_COMPITI DA SVOLGERE:_
(A) Nel testo sul caso dell'anziana seguita da Scudo, quali versioni dei fatti vengono riportate per il giorno del ritorno a casa? Elencale tutte.
(B) Prosegui il testo sul caso dell'anziana seguita da Scudo, partendo da dove si ferma.

_TESTO DEL DOCUMENTO:_
****************
Il giorno del ritorno a casa, dunque il 26 gennaio 2017, gli operatori di Scudo si sarebbero recati presso il domicilio della signora. Ma qui la situazione inizia ad ingarbugliarsi e ci si trova confrontati con almeno 3 versione dei fatti:

a) l’anziana non avrebbe risposto al citofono;

b) l’anziana, al citofono, avrebbe risposto di non aver bisogno di nulla e non avrebbe aperto la porta;

c) l’anziana avrebbe risposto al citofono “arrivo” ma non avrebbe mai aperto la porta.

A tutto ciò si aggiunge l’affermazione del direttore amministrativo di Scudo, Enrico Conte: “la signora in questione rifiutava i nostro intervento e non ha firmato le condizioni quadro”.

Sembrerebbe che, a seguito del mancato contatto con l’anziana, Scudo abbia deciso di contattare il medico curante il quale avrebbe rimandato il tutto a lunedì i 30 gennaio 2017.

Nei giorni successivi gli operatori di Scudo sarebbero ritornati al domicilio dell’anziana senza però ricevere nessuna risposta. Come affermato dal direttore amministrativo Enrico Conte Scudo non ha applicato il protocollo interno. Protocollo che prevede di allertare i parenti ed eventualmente la polizia. Polizia avvertita invece da una vicina, accortasi della situazione. Una volta sfasciata la porta si è trovata l’anziana riversa sul pavimento in condizioni drammatiche.

Dal canto suo il medico cantonale, intervistato da La Regione non ha trovato di meglio che affermare che le procedure ed i protocolli funzionano al 99.9% dei casi. Come sua consuetudine non si è attivato per istituire un’inchiesta, ma ha atteso candidamente che Scudo (parte in causa) inviasse una semplice cronologia degli eventi senza i verbali delle persone sentite sui fatti: “Abbiamo ricevuto il rapporto di Scudo che non è proprio l’esito di un’indagine interna quanto piuttosto il resoconto della cronologia degli eventi senza i verbali delle persone sentite sui fatti. ”
****************
_Dati di origine:_
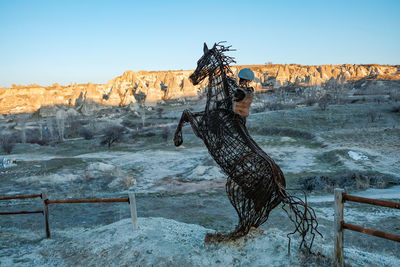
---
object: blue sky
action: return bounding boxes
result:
[0,0,400,87]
****************
_RISPOSTE SCRITTE:_
(A)
- L'anziana non avrebbe risposto al citofono.
- L'anziana, al citofono, avrebbe risposto di non aver bisogno di nulla e non avrebbe aperto la porta.
- L'anziana avrebbe risposto al citofono "arrivo" ma non avrebbe mai aperto la porta.

(B)
Insomma, ancora una volta, l’autorità predisposta al controllo delle qualità delle cure in ambito sanitario viene meno al suo compito, dimostrando superficialità, negligenza e poca voglia di fare.

Alla luce di queste considerazioni chiedo al CdS:

1. Chi e per quale motivo aveva deciso il ricovero dell’anziana a Castelrotto?

2. L’ospedale di Castelrotto e Scudo hanno fatto in modo che l’anziana potesse prendere conoscere l’operatore che avrebbe dovuto occuparsi di lei al rientro a domicilio?

a. Scudo ha partecipato alla fase di rientro dell’anziana al proprio domicilio? Se no, per quale ragione?

3. Quali erano i compiti assegnati a Scudo in relazione all’anziana?

4. Esistono dei protocolli, emanati dall’autorità cantonale, relativi alla presa a carico da parte dei SACD di pazienti provenienti da strutture acute/stazionarie?

a. Se sì, nel caso in oggetto questi protocolli sono stati rispettati?

b. Se no, perché non vi sono questi protocolli?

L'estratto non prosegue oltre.